** begin Material to process **

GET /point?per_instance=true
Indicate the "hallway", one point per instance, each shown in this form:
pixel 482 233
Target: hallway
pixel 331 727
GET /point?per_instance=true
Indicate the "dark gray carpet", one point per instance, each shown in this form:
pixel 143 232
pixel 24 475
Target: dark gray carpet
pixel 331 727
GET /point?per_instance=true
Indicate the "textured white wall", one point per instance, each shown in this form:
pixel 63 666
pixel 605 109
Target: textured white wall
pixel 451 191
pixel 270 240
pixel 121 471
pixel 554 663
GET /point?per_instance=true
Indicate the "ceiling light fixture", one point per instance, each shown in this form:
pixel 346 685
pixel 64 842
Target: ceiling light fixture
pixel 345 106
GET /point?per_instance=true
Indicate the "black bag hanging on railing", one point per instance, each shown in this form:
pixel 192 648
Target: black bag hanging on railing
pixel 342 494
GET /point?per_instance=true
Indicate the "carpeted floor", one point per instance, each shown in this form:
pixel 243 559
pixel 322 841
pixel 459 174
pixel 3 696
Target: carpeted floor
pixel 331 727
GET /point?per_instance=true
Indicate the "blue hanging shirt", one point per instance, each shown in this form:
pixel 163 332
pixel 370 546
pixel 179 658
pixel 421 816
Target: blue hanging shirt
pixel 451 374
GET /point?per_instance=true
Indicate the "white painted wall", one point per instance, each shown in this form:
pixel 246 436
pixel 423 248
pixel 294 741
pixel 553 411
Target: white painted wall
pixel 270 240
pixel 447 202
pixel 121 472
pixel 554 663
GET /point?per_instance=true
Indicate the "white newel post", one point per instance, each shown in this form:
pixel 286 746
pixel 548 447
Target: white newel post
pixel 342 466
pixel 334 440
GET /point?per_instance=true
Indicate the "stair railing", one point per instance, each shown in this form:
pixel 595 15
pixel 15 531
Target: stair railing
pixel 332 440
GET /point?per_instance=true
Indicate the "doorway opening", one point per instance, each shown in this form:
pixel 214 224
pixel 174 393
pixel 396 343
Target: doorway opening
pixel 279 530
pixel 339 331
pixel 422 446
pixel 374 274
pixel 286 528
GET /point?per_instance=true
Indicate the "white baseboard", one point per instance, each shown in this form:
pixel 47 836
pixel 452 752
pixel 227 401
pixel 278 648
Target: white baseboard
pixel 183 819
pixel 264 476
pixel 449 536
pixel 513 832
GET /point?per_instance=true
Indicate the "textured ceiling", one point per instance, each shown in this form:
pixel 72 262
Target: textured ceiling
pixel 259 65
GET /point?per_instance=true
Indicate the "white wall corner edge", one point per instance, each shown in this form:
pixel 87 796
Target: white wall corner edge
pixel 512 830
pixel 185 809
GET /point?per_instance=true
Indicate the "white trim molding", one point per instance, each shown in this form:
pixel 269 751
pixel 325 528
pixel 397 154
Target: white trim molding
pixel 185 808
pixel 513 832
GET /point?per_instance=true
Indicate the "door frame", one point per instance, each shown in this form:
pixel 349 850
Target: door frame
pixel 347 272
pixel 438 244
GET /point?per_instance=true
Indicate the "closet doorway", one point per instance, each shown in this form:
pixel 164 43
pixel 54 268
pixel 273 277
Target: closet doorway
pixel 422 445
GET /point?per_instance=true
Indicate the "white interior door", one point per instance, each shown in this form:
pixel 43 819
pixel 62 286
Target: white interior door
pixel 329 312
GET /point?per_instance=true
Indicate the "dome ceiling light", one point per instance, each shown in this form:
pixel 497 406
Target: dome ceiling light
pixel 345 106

** end Material to process **

What you are asked to do → Put the listing into a Markdown table with columns Row and Line, one line of the listing per row and blank lines left out. Begin at the first line of the listing and stop after the line that contains "pixel 342 494".

Result of the exercise →
| Row | Line |
|---|---|
| 1 | GET /point?per_instance=true |
| 2 | Indicate the "hallway", one point per instance, each shown in this form: |
| 3 | pixel 482 233 |
| 4 | Target: hallway |
| 5 | pixel 331 727 |
| 6 | GET /point?per_instance=true |
| 7 | Indicate the "dark gray carpet", one point per instance, each shown in this form: |
| 8 | pixel 143 232 |
| 9 | pixel 24 475 |
| 10 | Target: dark gray carpet |
| 11 | pixel 331 727 |
| 12 | GET /point?per_instance=true |
| 13 | Indicate the "textured white wall", one point per instance, each shown in this form: |
| 14 | pixel 63 666 |
| 15 | pixel 605 109 |
| 16 | Target: textured white wall |
| 17 | pixel 451 191 |
| 18 | pixel 270 240 |
| 19 | pixel 121 471 |
| 20 | pixel 554 663 |
| 21 | GET /point?per_instance=true |
| 22 | Indicate the "ceiling light fixture", one point per instance, each shown in this form: |
| 23 | pixel 346 685 |
| 24 | pixel 64 842 |
| 25 | Target: ceiling light fixture |
| 26 | pixel 345 106 |
| 27 | GET /point?per_instance=true |
| 28 | Indicate the "black bag hanging on railing", one point per instance, each shown in this form: |
| 29 | pixel 192 648 |
| 30 | Target: black bag hanging on railing |
| 31 | pixel 342 494 |